## Directions
From the first line to the last, give the data again exactly.

=====

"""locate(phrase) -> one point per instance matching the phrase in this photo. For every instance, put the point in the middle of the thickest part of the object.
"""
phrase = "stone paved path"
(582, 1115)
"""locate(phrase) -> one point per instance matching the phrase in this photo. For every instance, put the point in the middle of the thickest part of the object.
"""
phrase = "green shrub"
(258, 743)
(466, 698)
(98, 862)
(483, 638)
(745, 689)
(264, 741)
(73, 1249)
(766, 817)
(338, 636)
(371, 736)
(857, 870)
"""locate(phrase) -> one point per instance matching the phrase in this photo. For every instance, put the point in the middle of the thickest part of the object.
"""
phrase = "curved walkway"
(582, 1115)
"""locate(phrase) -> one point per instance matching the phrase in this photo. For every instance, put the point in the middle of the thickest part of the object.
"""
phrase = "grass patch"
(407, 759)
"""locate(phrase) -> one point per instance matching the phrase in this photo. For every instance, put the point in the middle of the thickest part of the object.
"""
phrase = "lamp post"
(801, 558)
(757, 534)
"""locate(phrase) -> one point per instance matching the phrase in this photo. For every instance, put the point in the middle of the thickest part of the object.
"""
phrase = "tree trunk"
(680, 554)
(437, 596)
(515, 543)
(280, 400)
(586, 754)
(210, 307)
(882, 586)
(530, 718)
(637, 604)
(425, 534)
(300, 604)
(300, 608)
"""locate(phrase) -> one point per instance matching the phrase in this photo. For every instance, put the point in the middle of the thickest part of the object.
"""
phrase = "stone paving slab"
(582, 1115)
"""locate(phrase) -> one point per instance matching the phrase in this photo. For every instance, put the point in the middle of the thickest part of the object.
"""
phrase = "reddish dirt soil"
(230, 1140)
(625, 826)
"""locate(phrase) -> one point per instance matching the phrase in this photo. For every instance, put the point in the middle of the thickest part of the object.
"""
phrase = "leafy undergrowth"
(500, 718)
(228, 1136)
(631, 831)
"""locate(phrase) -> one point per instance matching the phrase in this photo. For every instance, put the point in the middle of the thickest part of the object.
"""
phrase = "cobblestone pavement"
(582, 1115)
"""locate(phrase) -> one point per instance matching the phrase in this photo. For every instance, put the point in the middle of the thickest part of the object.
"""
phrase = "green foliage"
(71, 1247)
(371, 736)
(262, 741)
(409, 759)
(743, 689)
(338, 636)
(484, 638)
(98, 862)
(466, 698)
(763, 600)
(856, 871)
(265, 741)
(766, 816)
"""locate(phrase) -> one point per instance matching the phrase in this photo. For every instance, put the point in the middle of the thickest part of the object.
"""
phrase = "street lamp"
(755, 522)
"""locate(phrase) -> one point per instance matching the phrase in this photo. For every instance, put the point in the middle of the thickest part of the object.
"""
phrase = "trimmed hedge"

=====

## Task solution
"""locate(phrase) -> one point per instance matching the phrase in this photo. For every instance, put the point in the middle of the thickest part of the object.
"""
phrase = "stone paved path"
(582, 1115)
"""locate(phrase) -> one point per instance matching the phrase in this photo. For every instance, put the point in the middle of the thickest part of the object.
"""
phrase = "green shrub"
(258, 743)
(466, 698)
(98, 862)
(483, 638)
(745, 689)
(264, 741)
(73, 1249)
(766, 817)
(338, 636)
(371, 736)
(857, 870)
"""locate(phrase) -> one point per instance matching the phrase in this photo. For every instance, put the point in the middle of the thickest part of the object.
"""
phrase = "curved walkway"
(582, 1115)
"""locate(phrase) -> one point per instance matching the phrase in this photo. For every instance, put the point in the middle of the thickest part of the object.
"""
phrase = "grass patch"
(407, 759)
"""locate(phrase) -> one point per instance matching the phrase in this photo. For every instance, put the point in the middle of the thickest part of the object.
"""
phrase = "lamp post"
(801, 558)
(757, 534)
"""locate(phrase) -> one point per instance matching the phrase in this photo. For every instance, put the point in the middle of the thickest part of the object.
"""
phrase = "tree trunk"
(680, 554)
(437, 596)
(515, 543)
(280, 400)
(586, 754)
(210, 307)
(882, 586)
(530, 718)
(637, 604)
(425, 534)
(300, 604)
(300, 608)
"""locate(phrase) -> one point per instance matching the phrase in this photo. For every instance, put the point in the middle of the thickest part of the object.
"""
phrase = "stone paving slab"
(582, 1115)
"""locate(phrase) -> one point per instance matching the phrase in this photo. For every instance, put the point in the middle of the thickest part of the object.
"""
phrase = "reddish dirt soil"
(230, 1140)
(625, 826)
"""locate(phrase) -> one point per instance matching the phrase in this photo. For every instance, put the point in the middle of the thickest part of the object.
"""
phrase = "leafy undergrowth"
(500, 718)
(228, 1136)
(631, 831)
"""locate(phrase) -> one point per instance matching the phrase in this photo. For every instance, put the point in the middle of the thickest part of the object.
"""
phrase = "cobblestone pavement"
(582, 1115)
"""locate(phrase) -> one point per instance matching the phrase in this photo. For every instance, put the point in the middle of the thickest part of the object.
"""
phrase = "green foliage"
(71, 1247)
(371, 736)
(262, 741)
(409, 759)
(743, 689)
(338, 636)
(484, 638)
(98, 862)
(466, 698)
(763, 600)
(856, 871)
(265, 741)
(766, 816)
"""locate(phrase) -> one point per instance matching the phrase in this photo. For every instance, put the point in the middle of the thickest part of the object.
"""
phrase = "street lamp"
(755, 522)
"""locate(phrase) -> one point per instance matching the phrase in this photo. For every instance, put the point in the middle of the thickest part of the object.
"""
phrase = "trimmed hedge"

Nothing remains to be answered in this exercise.